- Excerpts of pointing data
◆ ◆ ◆
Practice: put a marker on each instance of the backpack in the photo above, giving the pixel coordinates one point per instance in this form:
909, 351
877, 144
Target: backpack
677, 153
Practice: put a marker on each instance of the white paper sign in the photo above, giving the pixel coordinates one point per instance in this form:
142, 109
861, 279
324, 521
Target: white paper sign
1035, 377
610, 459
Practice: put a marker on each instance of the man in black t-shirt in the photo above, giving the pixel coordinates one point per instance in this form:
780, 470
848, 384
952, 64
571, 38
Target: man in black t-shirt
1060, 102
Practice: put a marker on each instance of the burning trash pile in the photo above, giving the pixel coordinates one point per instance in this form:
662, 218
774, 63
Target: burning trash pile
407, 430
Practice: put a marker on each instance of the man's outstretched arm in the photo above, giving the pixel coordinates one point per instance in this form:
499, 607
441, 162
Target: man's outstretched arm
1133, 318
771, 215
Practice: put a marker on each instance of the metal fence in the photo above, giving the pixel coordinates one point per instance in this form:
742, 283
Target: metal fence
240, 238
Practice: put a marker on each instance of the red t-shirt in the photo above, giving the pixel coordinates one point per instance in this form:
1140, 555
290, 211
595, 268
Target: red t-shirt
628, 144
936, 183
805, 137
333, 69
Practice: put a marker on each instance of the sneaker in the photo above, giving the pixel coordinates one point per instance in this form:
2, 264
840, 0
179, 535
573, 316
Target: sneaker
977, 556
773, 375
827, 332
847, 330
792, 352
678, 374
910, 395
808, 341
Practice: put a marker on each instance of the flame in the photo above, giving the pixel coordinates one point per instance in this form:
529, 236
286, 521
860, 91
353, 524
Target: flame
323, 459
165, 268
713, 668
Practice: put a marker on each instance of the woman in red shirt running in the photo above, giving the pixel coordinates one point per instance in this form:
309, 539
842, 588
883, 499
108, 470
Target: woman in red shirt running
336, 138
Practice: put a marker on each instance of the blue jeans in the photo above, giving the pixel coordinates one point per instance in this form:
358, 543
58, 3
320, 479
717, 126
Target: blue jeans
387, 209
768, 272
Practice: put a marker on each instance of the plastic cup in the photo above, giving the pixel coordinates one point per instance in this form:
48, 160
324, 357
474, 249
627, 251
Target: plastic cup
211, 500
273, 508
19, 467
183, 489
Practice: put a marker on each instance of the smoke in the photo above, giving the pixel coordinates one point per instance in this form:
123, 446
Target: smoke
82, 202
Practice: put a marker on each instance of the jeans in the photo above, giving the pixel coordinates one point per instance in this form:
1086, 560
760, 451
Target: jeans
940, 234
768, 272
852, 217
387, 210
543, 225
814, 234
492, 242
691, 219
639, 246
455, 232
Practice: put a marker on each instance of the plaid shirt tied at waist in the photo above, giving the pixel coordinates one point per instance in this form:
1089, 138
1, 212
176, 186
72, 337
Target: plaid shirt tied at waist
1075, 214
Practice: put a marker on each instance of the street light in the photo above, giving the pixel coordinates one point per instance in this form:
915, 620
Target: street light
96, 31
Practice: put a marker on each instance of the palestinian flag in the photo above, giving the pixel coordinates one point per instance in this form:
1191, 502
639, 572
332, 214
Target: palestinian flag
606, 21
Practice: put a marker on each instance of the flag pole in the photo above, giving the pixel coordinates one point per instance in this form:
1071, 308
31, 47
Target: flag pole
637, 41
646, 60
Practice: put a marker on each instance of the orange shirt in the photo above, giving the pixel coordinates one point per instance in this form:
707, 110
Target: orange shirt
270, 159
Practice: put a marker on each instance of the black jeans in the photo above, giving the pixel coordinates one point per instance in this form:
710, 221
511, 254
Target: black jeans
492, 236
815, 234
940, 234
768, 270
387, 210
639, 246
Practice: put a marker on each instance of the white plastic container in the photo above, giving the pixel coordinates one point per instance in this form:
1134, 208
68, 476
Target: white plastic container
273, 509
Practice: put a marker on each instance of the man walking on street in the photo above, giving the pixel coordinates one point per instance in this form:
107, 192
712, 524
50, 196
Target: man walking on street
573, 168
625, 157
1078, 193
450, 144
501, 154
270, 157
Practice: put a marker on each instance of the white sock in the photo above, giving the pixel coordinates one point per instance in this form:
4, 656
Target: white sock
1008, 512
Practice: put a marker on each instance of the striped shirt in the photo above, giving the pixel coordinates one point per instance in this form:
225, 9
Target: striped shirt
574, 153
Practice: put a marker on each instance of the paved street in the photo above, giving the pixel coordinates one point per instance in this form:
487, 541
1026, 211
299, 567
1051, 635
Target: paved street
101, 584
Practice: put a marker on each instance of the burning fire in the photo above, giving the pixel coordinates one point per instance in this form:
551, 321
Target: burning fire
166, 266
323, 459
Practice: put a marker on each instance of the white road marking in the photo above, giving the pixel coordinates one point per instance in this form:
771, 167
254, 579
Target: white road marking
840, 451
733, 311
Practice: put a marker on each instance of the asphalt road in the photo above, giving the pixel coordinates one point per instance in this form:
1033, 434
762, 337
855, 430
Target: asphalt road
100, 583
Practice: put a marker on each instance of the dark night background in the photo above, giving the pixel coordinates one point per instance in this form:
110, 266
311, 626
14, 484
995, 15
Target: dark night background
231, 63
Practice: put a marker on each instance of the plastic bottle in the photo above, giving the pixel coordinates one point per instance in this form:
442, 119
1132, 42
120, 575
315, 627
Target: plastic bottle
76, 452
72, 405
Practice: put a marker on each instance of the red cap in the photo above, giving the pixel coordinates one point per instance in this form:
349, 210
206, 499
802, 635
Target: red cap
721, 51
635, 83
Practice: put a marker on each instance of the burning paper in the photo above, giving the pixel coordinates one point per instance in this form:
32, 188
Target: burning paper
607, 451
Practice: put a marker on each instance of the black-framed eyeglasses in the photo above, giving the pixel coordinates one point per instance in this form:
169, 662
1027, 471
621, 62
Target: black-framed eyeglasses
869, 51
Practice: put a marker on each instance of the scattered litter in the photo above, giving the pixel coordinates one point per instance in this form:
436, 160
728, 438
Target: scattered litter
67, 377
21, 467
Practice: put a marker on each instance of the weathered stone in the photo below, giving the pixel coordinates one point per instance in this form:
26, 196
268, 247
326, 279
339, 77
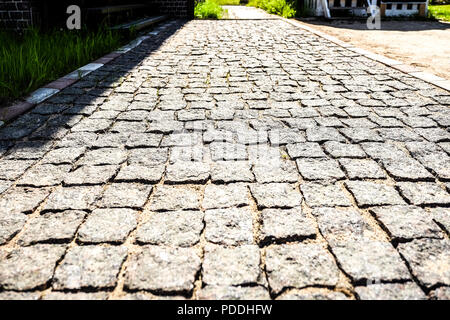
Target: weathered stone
442, 217
92, 125
89, 267
429, 260
229, 226
4, 185
103, 156
181, 139
383, 151
362, 169
91, 175
76, 296
319, 169
13, 169
14, 295
305, 150
110, 140
342, 225
225, 196
321, 134
233, 293
321, 194
276, 171
148, 156
340, 150
407, 222
406, 169
228, 151
22, 200
187, 172
231, 266
300, 265
276, 195
285, 136
373, 194
231, 171
163, 269
52, 227
424, 193
312, 294
77, 140
370, 261
28, 150
278, 226
391, 291
63, 155
177, 228
72, 198
168, 198
10, 225
44, 175
29, 268
108, 225
125, 195
442, 293
143, 140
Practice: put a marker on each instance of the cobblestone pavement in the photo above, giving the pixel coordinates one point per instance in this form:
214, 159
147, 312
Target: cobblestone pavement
230, 159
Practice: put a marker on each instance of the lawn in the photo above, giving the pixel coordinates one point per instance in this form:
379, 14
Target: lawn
35, 58
284, 8
212, 9
208, 9
441, 12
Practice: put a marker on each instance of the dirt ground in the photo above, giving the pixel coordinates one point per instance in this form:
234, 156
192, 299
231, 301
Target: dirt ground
423, 44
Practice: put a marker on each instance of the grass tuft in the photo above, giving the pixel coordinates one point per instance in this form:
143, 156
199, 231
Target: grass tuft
208, 9
35, 58
284, 8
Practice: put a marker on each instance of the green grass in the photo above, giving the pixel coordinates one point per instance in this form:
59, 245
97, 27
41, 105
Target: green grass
209, 9
284, 8
36, 58
228, 2
441, 12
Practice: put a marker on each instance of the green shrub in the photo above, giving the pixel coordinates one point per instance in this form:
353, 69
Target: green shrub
439, 12
209, 9
284, 8
35, 58
228, 2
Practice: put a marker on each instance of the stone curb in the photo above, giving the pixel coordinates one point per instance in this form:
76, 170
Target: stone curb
398, 65
40, 95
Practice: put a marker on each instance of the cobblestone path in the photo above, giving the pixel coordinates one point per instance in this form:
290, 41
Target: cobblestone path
230, 159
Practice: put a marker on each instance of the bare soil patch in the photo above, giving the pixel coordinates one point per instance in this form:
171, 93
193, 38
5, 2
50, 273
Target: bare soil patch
422, 44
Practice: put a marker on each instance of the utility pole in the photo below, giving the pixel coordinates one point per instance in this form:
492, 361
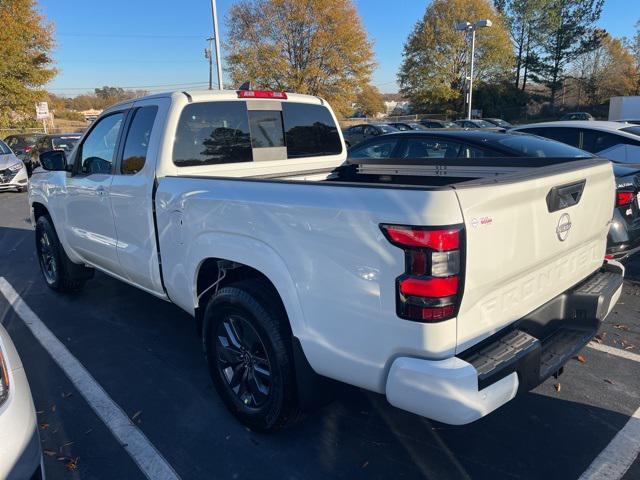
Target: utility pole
208, 54
472, 27
216, 38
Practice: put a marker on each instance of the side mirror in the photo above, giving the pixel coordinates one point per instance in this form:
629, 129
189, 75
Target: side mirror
54, 160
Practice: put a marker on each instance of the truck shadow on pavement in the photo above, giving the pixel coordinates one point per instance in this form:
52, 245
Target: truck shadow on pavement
145, 353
◆ ◆ ◆
- Exercise objective
Nothing but the lines from the one holding "Practice: put a marker on each instance of the stone" to the end of the entries above should be echoed, exactly and with both ends included; omit the pictures.

- Exercise response
Practice: put a marker on each instance of the stone curb in the photo above, giving the pixel coordinates one point per instance in this form:
76, 170
Target: stone curb
398, 65
40, 95
Practice: put a marker on each instance of the cobblestone path in the photo above, giving the pixel coordinates one point per instance in this form:
290, 41
Target: cobblestone path
230, 159
Practice: put a marker on each instance of the bare soil patch in the photo above, giving the pixel coordinates one point per instance in this form:
171, 93
193, 38
5, 2
50, 273
Target: bare soil patch
422, 44
Practice: put a marker on each instance of the utility pole in the photo below, giving the pixel coordinates one point per instance in this form:
492, 361
Target: utility pole
208, 54
472, 27
216, 38
Practice: put a marker on each instance of the side mirror in the photo above, giving the pixel coordinates one point per instance in this form:
629, 129
189, 75
Target: side mirror
54, 160
Practice: put a marker on each instance of the truck shadow on pavement in the photo above, giving the pixel coordinates one point per instance in this form:
52, 245
Target: truck shadow on pavement
145, 353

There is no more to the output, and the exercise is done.